→ **Sumber**
------------------------------------------------------------
Pencucian uang merupakan tindak pidana turunan (proceed of crime) dari tindak pidana asal (predicate crime). Tindak pidana asal yang dimaksud adalah tindak pidana yang sesuai dengan ketentuan Undang-Undang No. 8 Tahun 2010 tentang Pencegahan dan Pemberantasan Tindak Pidana Pencucian Uang (selanjutnya disebut UU TPPU) sebagaimana telah diuraikan di atas (Achyar, 2018). Tindak Pidana Pencucian Uang atau money laundering di Indonesia menjadi salah satu permasalahan bangsa yang belum terselesaikan. Indonesia sebagai sebuah negara yang berdasarkan pada hukum (rechtstaat) dan tidak berdasarkan atas kekuasaan belaka (maachtsstaat), maka upaya penegakan hukum berpegang pada prinsip-prinsip rule of law yaitu adanya supremasi hukum, prinsip persamaan di depan hukum dan terjaminnya hak-hak asasi manusia oleh undang-undang dan putusan pengadilan. Dalam konteks ajaran “negara kesejahteraan” (welfare state) pemerintah Indonesia berkewajiban untuk mensinergikan upaya penegakan hukum yang berlandaskan pada nilai-nilai keadilan dengan upaya pencapaian tujuan nasional untuk mewujudkan kesejahteraan umum bagi masyarakat. Berdasarkan pemikiran seperti ini, penanganan tindak pidana dengan motif ekonomi harus dilakukan dengan menggunakan pendekatan yang berkeadilan bagi masyarakat melalui pengembalian hasil dan instrumen tindak pidana kepada negara untuk kepentingan masyarakat. (Ganarsih, 2003)
------------------------------------------------------------
→ **Cuplikan Dataset**

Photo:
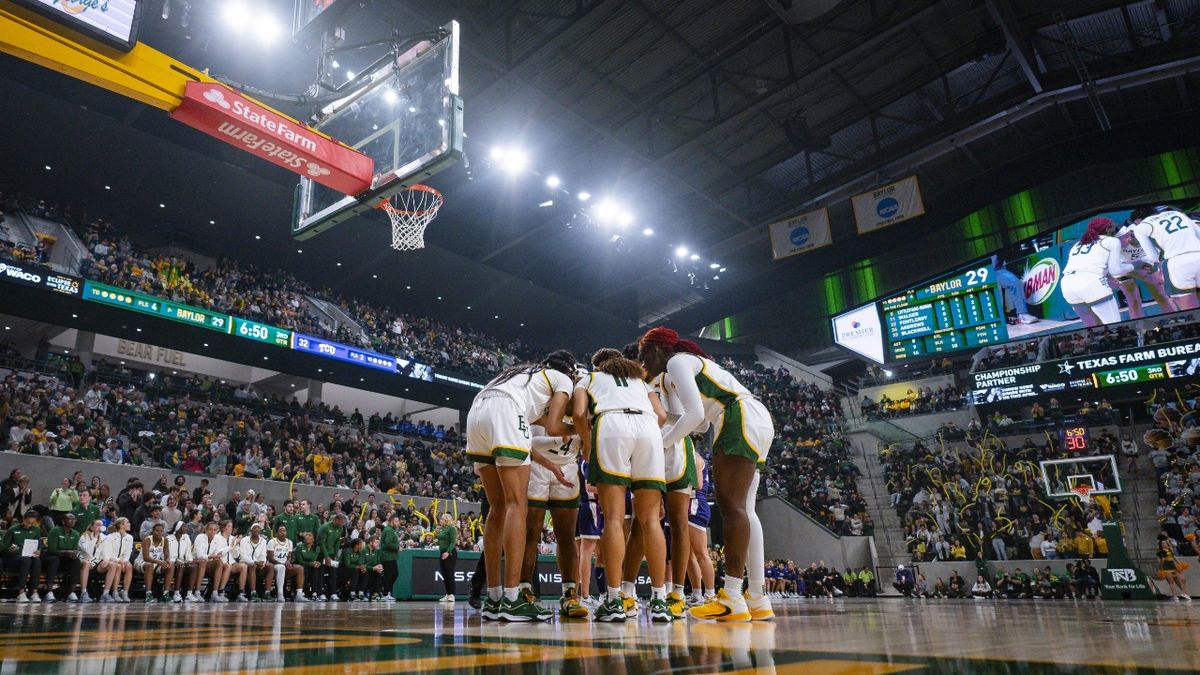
------------------------------------------------------------
→ **Daftar Tugas**
A – Menurut teks tentang pencucian uang, undang-undang apa yang disingkat UU TPPU?
B – Sebutkan semua prinsip rule of law yang disebutkan dalam teks tentang pencucian uang.
C – Teruskan teks tentang pencucian uang, dimulai setelah kalimat terakhirnya.

→ **Jawaban Tugas**
A – Undang-Undang No. 8 Tahun 2010 tentang Pencegahan dan Pemberantasan Tindak Pidana Pencucian Uang.

B –
- Supremasi hukum
- Prinsip persamaan di depan hukum
- Terjaminnya hak-hak asasi manusia oleh undang-undang dan putusan pengadilan

C –
Menyita dan merampas hasil dan instrumen tindak pidana dari pelaku tindak pidana tidak saja memindahkan sejumlah harta kekayaan dari pelaku kejahatan kepada masyarakat tetapi juga akan memperbesar kemungkinan masyarakat untuk mewujudkan tujuan bersama yaitu terbentuknya keadilan dan kesejahteraan bagi semua anggota masyarakat. Sebagaimana diketahui bahwa beberapa ketentuan pidana di Indonesia sudah mengatur mengenai kemungkinan untuk menyita serta merampas hasil dan instrumen tindak pidana seperti dalam KUHP, KUHAP, dan beberapa ketentuan peraturan perundang-perundangan lainnya. Penyitaan merupakan bagian dari penyidikan yang diatur dalam Kitab Undang-Undang Hukum Acara Pidana atau yang biasa disebut KUHAP, penyitaan diatur dalam pasal 1 butir 16 KUHAP yaitu  :“Penyitaan adalah serangkaian tindakan penyidik untuk mengambil alih atau menyimpan dibawah penguasaannya benda bergerak atau  tidak bergerak, berwujud atau tidak berwujud, untuk kepentingan pembuktian dalam penyidikan,  penuntutan dan peradilan.”(Pidana, 1976).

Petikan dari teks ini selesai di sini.